**Work required:**
Nothing before the line containing "man's face, dropping" belongs in the answer; quote that line and all lines after it through the end of the material, word for word.

**Records provided:**
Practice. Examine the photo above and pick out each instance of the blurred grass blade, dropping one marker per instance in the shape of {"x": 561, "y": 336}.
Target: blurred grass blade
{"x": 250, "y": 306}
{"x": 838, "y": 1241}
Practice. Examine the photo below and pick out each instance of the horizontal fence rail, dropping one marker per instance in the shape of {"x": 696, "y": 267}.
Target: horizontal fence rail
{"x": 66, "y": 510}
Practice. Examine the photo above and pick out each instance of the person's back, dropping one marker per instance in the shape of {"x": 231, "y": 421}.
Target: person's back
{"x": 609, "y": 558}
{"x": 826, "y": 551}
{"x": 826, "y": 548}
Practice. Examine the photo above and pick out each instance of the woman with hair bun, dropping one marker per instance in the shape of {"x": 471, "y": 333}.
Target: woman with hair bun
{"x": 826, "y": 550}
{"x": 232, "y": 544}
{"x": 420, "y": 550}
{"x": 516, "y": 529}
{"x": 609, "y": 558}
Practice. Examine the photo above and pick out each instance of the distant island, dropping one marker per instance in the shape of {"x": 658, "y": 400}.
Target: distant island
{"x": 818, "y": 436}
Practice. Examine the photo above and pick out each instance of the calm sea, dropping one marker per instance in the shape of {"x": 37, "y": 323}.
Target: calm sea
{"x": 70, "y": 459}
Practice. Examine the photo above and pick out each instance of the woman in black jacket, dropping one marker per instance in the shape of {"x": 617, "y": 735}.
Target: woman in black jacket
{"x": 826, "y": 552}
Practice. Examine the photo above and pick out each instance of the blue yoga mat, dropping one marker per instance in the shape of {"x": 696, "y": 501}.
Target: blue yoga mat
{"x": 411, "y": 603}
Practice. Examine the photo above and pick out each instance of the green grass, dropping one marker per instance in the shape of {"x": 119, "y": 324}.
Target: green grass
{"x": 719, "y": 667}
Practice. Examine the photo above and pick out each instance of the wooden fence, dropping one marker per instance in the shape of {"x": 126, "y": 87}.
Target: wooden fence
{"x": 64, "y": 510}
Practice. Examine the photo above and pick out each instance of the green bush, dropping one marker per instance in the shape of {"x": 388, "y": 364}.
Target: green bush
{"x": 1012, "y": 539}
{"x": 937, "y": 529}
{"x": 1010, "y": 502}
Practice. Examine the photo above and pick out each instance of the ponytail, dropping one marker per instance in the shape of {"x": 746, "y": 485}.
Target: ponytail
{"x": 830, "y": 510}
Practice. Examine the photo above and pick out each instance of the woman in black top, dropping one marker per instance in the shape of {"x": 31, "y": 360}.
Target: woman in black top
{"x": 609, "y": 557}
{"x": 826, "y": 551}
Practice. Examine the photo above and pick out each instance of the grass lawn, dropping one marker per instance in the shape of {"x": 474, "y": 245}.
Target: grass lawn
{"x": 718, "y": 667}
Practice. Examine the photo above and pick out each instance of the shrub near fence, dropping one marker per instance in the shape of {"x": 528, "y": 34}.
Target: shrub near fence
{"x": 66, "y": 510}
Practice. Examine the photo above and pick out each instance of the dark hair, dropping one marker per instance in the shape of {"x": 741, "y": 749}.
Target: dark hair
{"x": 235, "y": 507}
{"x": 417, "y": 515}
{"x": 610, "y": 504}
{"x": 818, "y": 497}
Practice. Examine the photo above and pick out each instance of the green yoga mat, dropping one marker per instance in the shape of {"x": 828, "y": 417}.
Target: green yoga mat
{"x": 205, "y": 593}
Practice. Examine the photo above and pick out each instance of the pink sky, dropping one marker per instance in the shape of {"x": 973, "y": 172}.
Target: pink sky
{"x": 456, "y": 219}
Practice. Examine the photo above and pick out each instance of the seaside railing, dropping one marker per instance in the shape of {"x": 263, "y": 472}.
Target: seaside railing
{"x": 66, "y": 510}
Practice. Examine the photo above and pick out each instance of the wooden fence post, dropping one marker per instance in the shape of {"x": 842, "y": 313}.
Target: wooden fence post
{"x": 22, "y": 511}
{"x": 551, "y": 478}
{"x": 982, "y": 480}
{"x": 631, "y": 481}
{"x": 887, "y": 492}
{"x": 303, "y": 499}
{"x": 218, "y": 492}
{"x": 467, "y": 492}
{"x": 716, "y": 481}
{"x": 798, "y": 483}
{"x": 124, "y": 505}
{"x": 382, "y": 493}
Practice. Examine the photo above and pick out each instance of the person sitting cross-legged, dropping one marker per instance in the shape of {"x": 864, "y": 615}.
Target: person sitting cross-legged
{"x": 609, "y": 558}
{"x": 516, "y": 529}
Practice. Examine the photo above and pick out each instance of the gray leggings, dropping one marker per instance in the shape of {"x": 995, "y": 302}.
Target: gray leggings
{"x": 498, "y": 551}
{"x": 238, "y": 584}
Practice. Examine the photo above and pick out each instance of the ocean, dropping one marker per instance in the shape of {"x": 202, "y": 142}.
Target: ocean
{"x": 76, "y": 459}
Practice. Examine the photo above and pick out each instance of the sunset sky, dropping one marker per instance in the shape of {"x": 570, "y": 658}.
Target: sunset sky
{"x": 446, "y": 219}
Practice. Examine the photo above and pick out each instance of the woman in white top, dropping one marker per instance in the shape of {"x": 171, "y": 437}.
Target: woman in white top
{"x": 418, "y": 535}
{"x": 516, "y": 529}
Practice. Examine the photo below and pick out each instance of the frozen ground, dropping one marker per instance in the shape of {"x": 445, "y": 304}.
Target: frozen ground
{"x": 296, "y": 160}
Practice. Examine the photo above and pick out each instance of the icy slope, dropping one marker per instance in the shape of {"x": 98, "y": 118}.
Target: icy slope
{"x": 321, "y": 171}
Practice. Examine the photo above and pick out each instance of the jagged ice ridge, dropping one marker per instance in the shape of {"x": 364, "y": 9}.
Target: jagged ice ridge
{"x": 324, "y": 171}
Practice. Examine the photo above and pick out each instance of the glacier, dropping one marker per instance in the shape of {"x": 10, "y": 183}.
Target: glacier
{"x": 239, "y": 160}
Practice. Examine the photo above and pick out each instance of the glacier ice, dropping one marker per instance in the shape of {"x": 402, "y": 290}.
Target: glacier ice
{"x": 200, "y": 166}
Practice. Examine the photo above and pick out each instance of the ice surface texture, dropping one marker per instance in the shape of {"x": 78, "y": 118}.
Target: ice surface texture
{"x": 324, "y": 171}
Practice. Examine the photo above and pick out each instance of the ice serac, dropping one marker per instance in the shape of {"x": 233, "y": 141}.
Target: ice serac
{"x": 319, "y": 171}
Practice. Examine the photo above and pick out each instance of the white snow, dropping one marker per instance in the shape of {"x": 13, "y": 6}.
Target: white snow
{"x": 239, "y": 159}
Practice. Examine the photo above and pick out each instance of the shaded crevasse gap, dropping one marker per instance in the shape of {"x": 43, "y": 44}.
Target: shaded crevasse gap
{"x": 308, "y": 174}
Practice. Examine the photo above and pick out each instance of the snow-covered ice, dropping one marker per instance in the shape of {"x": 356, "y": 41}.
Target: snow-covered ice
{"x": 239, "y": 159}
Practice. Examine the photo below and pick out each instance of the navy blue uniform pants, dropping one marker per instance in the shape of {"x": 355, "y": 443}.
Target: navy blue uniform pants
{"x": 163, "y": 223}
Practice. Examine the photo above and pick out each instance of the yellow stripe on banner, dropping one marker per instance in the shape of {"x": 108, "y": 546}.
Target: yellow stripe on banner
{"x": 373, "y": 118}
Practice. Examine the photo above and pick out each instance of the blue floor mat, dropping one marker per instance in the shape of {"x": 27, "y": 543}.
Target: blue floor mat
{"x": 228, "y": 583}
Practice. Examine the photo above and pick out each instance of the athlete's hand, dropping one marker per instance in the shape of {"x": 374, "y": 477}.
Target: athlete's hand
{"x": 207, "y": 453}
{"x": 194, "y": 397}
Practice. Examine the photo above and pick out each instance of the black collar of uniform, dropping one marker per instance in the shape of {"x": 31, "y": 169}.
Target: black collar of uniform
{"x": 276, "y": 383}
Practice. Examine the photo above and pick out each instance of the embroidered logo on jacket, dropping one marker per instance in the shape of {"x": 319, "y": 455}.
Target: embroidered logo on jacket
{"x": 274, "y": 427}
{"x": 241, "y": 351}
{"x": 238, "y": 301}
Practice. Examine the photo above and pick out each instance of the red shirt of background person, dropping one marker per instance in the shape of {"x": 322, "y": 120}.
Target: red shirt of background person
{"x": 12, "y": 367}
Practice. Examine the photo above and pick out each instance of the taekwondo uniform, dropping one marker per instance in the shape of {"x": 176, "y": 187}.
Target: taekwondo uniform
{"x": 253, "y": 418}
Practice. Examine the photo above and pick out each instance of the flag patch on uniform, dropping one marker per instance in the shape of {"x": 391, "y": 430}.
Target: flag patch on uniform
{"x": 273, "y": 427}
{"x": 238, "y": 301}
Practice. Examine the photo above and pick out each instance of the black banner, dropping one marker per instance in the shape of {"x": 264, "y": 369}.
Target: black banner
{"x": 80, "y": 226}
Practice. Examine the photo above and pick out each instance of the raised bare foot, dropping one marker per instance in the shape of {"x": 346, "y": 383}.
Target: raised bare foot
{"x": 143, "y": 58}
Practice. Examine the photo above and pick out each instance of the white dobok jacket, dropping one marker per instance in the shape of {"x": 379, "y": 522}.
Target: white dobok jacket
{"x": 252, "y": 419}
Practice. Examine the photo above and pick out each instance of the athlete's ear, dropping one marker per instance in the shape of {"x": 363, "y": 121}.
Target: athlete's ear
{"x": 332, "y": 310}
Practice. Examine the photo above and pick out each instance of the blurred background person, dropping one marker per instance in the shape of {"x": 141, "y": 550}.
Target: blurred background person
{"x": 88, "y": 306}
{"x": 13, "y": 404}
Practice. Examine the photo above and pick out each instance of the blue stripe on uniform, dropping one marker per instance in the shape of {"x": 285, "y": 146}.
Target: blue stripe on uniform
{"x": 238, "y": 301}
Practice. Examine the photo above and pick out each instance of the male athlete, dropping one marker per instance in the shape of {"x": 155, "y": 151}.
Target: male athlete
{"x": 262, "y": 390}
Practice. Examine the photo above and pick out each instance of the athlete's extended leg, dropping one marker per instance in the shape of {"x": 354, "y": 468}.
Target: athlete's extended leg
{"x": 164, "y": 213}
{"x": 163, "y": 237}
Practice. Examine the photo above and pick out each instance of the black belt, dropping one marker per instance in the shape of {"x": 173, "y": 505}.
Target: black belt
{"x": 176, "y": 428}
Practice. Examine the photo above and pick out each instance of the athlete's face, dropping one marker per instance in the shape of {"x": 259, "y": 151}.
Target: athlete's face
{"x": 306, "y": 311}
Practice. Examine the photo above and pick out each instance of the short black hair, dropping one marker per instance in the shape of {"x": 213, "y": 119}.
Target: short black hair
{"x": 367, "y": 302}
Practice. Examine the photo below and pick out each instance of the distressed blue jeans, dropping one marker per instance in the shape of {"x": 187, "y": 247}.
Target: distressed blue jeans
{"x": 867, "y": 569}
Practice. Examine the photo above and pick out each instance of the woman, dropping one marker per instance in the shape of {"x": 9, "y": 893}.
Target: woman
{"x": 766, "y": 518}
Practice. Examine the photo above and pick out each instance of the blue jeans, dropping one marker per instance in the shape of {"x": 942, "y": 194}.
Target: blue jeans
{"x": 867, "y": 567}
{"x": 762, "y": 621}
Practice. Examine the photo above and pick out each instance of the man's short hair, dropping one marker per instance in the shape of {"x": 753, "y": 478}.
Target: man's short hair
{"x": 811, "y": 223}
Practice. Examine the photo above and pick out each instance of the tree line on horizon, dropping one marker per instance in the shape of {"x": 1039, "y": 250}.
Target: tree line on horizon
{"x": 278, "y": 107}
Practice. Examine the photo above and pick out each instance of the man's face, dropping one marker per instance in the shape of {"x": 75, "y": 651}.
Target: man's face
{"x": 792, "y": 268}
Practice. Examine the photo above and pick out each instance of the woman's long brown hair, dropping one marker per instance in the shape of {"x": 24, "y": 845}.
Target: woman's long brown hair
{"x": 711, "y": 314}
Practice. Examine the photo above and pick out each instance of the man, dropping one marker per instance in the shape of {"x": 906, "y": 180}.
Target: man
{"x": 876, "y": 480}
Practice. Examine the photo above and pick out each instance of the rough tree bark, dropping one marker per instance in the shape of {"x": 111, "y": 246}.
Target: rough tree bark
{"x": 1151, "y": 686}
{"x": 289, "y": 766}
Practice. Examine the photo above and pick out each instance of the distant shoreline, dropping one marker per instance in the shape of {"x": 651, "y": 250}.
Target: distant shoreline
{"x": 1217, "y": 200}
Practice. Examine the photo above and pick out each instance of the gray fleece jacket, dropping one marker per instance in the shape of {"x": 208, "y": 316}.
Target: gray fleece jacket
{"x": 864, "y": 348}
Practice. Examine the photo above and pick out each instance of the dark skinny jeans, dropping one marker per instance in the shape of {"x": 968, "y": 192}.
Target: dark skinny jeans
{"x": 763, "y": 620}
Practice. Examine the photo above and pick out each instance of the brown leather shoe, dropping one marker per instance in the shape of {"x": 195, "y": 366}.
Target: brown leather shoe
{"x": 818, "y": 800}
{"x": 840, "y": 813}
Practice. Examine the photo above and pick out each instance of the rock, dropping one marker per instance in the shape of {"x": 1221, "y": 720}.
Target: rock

**Exercise response:**
Practice. Examine the photo above and pick out each instance of the man's face, dropping one marker per instance in the shape of {"x": 75, "y": 651}.
Target: man's face
{"x": 792, "y": 268}
Practice. Examine the photo above and pick out each instance of the woman's long brown hair, dropping one marker per instance in the shape of {"x": 24, "y": 845}.
Target: woman's long brown hair
{"x": 711, "y": 314}
Practice. Examine the photo above and pick out each instance of the man, dropping one marker per instance in the shape of {"x": 906, "y": 180}.
Target: man
{"x": 876, "y": 480}
Practice. Examine the photo above and pick out each instance of the rough tree bark, dropping one marker per instance in the shape of {"x": 111, "y": 246}.
Target: rough tree bark
{"x": 1151, "y": 686}
{"x": 289, "y": 766}
Practice. Examine the photo above and pick out each instance of the distant shoreline, dropping one marker per instance in the shape of {"x": 651, "y": 250}.
Target: distant shoreline
{"x": 1217, "y": 200}
Practice. Examine the photo above and pick out each instance of the gray fleece jacket, dropping one marker per instance in the shape of {"x": 208, "y": 316}.
Target: gray fleece jacket
{"x": 864, "y": 348}
Practice. Examine the photo above and pick out each instance of the dark skinny jeans, dropping one marker per instance in the shape of {"x": 968, "y": 192}.
Target: dark skinny jeans
{"x": 763, "y": 620}
Practice. Examine the photo above and pick out each instance of the brown leather shoe, dropping one marker per instance in the shape of {"x": 195, "y": 366}.
Target: brown leather shoe
{"x": 818, "y": 800}
{"x": 840, "y": 813}
Practice. Examine the photo above and pick out each instance of the rock, dropping one marker per instance in the shape of {"x": 1221, "y": 720}.
Target: rock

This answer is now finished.